## Work task
I need the records below retyped exactly.
──────── Material for the task
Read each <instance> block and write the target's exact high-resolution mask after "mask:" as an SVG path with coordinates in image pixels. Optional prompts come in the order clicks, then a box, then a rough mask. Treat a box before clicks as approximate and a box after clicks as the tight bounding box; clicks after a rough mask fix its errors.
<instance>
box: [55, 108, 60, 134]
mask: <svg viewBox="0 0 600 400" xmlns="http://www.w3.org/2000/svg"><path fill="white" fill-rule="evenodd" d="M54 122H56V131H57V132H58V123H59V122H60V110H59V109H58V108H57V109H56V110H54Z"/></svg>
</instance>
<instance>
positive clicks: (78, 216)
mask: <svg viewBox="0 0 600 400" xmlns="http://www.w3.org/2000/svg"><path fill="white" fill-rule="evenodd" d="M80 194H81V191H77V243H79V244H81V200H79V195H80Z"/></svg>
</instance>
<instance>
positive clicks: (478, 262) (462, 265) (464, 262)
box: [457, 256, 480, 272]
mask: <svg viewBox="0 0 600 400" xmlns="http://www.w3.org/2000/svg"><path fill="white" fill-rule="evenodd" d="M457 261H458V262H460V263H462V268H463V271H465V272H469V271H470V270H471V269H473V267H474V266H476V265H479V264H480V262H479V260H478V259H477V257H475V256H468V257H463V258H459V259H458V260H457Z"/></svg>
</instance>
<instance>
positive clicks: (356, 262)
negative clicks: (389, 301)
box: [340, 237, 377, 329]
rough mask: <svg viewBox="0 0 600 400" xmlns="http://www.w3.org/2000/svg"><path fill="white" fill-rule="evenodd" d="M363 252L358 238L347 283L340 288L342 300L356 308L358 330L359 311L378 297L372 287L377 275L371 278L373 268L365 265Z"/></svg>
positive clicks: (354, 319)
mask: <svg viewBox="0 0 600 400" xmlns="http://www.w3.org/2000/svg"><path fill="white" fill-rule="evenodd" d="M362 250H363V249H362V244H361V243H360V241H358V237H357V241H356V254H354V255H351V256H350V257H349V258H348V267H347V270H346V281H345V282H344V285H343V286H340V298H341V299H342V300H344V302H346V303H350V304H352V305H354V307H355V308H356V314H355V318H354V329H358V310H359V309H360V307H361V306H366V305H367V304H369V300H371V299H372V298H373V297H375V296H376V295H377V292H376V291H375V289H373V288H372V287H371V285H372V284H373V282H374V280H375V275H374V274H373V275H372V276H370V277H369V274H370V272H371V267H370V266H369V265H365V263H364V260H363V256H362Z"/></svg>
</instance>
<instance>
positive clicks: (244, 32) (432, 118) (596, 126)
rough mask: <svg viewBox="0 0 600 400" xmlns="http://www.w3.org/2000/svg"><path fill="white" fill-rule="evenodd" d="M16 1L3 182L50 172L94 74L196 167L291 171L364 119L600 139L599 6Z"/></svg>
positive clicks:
────────────────
## Finished task
Read each <instance> block and write the target's exact high-resolution mask after "mask:" as an SVG path with coordinates in image pixels. Optional prompts come in the order clicks, then a box, then a rough mask. Treat a box before clicks as approximate and a box after clicks as the tight bounding box; clicks after a rough mask fix its errors.
<instance>
box: [55, 108, 60, 134]
mask: <svg viewBox="0 0 600 400" xmlns="http://www.w3.org/2000/svg"><path fill="white" fill-rule="evenodd" d="M54 122H56V131H57V132H58V123H59V122H60V110H59V109H58V108H57V109H56V110H54Z"/></svg>
</instance>
<instance>
positive clicks: (78, 216)
mask: <svg viewBox="0 0 600 400" xmlns="http://www.w3.org/2000/svg"><path fill="white" fill-rule="evenodd" d="M80 194H81V191H77V243H79V244H81V200H79V195H80Z"/></svg>
</instance>
<instance>
positive clicks: (478, 262) (462, 265) (464, 262)
box: [457, 256, 480, 272]
mask: <svg viewBox="0 0 600 400" xmlns="http://www.w3.org/2000/svg"><path fill="white" fill-rule="evenodd" d="M457 261H458V262H460V263H462V268H463V271H465V272H469V271H470V270H471V269H473V267H474V266H476V265H479V264H480V262H479V260H478V259H477V257H475V256H468V257H463V258H459V259H458V260H457Z"/></svg>
</instance>
<instance>
positive clicks: (356, 262)
negative clicks: (389, 301)
box: [340, 237, 377, 329]
rough mask: <svg viewBox="0 0 600 400" xmlns="http://www.w3.org/2000/svg"><path fill="white" fill-rule="evenodd" d="M363 252L358 238L347 283L340 288L342 300L356 308L358 330L359 311L378 297L372 287L377 275L371 278L373 268L365 265Z"/></svg>
positive clicks: (354, 319)
mask: <svg viewBox="0 0 600 400" xmlns="http://www.w3.org/2000/svg"><path fill="white" fill-rule="evenodd" d="M362 250H363V249H362V244H361V243H360V241H358V237H357V241H356V254H354V255H351V256H350V257H349V258H348V267H347V270H346V281H345V282H344V285H343V286H340V298H341V299H342V300H344V302H346V303H350V304H352V305H354V307H355V308H356V314H355V318H354V329H358V310H359V309H360V307H361V306H366V305H367V304H369V300H371V299H372V298H373V297H375V296H376V295H377V292H376V291H375V289H373V288H372V287H371V285H372V284H373V282H374V280H375V275H374V274H373V275H372V276H370V277H369V274H370V272H371V267H370V266H369V265H365V263H364V260H363V256H362Z"/></svg>
</instance>
<instance>
positive clicks: (244, 32) (432, 118) (596, 126)
rough mask: <svg viewBox="0 0 600 400" xmlns="http://www.w3.org/2000/svg"><path fill="white" fill-rule="evenodd" d="M16 1L3 182L50 172L94 74L196 167L291 171L364 119L600 139L599 6Z"/></svg>
positive clicks:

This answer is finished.